Supplied material
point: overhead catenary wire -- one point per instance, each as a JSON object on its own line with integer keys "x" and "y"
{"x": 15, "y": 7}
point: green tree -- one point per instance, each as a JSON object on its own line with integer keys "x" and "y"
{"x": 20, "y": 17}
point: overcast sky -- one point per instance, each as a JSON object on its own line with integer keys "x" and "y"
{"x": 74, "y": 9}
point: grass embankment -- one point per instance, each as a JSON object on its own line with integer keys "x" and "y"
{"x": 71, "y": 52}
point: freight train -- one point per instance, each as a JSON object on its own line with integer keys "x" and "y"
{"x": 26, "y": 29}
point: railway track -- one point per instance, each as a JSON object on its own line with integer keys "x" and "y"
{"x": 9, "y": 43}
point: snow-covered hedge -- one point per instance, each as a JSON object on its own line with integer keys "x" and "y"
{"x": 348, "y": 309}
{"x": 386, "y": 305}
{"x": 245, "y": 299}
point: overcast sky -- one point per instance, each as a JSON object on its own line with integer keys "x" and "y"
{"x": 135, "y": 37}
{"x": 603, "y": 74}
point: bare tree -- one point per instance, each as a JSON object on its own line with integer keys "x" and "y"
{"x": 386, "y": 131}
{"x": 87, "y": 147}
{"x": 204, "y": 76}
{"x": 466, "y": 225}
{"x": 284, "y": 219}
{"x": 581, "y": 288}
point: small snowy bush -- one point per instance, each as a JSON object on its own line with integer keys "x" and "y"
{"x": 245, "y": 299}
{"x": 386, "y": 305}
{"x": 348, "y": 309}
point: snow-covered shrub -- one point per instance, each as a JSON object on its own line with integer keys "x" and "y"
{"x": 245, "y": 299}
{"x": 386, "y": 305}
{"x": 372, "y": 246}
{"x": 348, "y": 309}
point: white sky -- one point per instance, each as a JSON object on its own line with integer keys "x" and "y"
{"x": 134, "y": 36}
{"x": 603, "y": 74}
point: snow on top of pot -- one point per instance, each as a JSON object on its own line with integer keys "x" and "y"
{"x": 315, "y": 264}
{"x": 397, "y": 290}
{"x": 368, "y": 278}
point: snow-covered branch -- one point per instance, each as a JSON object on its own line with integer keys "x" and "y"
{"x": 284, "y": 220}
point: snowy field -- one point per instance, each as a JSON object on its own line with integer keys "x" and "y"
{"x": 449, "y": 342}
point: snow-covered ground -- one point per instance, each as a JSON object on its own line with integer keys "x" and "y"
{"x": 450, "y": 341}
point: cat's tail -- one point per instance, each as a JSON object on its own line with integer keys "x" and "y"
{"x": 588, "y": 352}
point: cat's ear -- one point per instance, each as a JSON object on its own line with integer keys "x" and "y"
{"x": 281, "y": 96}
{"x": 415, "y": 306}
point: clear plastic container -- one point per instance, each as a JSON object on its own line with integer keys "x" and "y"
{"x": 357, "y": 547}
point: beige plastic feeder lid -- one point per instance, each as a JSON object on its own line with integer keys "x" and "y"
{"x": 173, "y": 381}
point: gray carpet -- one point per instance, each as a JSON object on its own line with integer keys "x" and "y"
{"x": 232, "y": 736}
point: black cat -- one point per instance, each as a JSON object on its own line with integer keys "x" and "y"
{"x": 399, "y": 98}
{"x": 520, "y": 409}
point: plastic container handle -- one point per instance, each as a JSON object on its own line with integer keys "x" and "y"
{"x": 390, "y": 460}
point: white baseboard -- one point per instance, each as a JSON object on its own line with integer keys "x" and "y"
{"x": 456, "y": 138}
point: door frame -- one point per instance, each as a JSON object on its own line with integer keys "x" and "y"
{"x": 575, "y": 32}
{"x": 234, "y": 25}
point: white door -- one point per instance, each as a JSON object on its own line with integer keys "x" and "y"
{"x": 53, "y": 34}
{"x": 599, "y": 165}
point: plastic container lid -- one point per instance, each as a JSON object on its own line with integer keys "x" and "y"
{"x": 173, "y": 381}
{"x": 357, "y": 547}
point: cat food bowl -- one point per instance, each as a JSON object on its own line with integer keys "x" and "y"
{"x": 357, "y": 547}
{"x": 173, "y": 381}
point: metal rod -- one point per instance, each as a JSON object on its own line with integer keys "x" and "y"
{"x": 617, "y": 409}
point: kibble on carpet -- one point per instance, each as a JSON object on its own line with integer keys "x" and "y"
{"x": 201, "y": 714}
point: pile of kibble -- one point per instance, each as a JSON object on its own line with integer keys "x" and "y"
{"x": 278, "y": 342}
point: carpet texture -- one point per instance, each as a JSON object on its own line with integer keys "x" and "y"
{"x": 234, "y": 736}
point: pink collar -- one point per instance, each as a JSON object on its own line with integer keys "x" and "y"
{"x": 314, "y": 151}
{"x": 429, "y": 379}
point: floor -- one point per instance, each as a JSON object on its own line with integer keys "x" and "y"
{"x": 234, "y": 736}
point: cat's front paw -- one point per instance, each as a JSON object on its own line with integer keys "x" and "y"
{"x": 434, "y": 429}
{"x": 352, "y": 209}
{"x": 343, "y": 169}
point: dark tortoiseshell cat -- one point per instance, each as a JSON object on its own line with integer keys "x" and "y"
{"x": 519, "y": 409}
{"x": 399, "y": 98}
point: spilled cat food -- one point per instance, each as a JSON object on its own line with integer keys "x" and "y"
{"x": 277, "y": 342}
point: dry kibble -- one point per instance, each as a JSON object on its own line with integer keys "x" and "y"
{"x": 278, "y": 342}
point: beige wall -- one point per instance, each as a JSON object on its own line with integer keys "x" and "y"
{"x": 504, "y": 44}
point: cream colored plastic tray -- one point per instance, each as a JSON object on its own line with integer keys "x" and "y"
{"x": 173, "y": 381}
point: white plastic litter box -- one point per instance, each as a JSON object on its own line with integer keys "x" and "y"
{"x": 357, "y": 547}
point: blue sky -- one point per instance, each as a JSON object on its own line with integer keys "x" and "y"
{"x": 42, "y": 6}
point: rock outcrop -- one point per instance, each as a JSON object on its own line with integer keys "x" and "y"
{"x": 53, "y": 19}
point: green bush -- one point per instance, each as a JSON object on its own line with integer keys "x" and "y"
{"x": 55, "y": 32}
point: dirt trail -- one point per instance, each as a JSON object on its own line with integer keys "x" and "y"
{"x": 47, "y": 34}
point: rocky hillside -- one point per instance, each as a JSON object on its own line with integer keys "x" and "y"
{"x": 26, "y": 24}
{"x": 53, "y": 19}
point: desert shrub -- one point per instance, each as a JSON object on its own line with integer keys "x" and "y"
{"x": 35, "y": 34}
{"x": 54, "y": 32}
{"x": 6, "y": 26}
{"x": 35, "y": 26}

--

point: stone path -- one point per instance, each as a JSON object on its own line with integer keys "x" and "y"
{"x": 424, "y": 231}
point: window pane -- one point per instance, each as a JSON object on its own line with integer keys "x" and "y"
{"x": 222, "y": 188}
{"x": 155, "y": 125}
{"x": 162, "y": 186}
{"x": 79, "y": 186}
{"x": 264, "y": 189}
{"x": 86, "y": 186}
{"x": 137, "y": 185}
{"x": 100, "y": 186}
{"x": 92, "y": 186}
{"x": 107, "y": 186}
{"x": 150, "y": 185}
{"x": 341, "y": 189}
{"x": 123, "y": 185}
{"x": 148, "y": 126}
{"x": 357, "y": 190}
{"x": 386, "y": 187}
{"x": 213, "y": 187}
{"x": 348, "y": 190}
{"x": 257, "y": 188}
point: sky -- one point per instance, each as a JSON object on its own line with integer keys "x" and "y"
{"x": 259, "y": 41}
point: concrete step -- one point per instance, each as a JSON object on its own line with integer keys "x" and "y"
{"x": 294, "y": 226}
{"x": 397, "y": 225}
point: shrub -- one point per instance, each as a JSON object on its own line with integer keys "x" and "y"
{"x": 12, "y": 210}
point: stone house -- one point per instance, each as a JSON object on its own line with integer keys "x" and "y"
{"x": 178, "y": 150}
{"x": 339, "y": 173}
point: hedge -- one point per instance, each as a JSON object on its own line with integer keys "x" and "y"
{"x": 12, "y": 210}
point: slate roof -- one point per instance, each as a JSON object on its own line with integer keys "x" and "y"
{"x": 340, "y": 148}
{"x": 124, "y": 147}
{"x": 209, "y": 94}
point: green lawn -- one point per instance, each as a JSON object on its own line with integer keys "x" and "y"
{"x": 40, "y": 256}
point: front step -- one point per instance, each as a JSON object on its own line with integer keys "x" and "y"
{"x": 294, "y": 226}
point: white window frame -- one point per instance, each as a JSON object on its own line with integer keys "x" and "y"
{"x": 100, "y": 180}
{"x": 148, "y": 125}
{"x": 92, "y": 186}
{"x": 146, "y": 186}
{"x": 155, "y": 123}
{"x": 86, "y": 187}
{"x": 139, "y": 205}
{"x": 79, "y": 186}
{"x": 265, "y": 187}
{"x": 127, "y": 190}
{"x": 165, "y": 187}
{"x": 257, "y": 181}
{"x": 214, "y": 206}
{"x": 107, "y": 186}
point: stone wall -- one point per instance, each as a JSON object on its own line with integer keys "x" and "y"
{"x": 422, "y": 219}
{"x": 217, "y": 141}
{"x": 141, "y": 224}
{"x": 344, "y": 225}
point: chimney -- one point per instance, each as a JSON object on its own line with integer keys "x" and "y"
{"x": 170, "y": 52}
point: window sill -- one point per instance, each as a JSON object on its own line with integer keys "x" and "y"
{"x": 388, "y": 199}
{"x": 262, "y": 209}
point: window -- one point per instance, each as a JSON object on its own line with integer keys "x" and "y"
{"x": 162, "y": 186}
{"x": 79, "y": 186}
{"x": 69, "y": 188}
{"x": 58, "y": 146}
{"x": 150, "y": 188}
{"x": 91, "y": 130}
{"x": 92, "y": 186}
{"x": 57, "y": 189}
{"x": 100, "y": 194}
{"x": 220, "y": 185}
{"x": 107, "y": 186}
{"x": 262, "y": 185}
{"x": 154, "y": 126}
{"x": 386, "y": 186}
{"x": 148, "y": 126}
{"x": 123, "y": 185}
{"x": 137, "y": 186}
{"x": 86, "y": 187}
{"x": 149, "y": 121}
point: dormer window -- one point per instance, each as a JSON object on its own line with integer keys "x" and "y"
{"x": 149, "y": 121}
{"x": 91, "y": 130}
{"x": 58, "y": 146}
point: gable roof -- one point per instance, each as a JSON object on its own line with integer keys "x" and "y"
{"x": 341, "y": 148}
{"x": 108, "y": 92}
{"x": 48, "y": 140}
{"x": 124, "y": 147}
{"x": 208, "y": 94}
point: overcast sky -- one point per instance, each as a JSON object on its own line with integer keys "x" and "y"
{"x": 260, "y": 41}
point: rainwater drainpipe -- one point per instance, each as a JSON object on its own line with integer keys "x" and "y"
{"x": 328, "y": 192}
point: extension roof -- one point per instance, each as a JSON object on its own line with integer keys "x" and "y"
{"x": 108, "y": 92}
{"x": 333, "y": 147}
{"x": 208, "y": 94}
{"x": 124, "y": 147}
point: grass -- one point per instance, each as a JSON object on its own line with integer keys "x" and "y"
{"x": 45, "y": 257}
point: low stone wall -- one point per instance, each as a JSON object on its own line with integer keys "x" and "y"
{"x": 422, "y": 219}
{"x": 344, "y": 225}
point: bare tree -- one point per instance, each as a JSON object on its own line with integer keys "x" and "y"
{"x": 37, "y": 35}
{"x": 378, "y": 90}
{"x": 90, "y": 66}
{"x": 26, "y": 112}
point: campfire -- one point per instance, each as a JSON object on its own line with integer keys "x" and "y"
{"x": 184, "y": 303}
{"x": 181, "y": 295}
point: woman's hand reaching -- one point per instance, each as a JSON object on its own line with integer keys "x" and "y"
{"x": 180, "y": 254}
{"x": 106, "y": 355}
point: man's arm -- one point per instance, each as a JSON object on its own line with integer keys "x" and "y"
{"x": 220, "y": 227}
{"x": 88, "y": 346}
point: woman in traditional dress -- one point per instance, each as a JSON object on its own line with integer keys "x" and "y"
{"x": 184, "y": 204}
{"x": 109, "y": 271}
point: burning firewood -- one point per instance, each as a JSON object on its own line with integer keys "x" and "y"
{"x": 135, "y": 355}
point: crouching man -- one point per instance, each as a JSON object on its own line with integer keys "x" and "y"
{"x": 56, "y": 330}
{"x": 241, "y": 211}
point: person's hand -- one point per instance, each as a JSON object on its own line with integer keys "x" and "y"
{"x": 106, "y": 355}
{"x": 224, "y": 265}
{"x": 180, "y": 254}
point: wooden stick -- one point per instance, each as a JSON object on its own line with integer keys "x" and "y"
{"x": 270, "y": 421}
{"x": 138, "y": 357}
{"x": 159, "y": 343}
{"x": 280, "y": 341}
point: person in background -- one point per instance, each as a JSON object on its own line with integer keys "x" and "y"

Work to be completed
Show every line of the material above that contains the string "green", copied in full. Case counts.

Response to this task
point: green tree -- one point per instance, each as a JSON object on its own line with integer keys "x" and "y"
point: green bush -- one point per instance, each as a JSON object on its own line with integer keys "x" and "y"
point: green lawn -- one point per instance, each as a JSON object on its own line with integer keys "x" and "y"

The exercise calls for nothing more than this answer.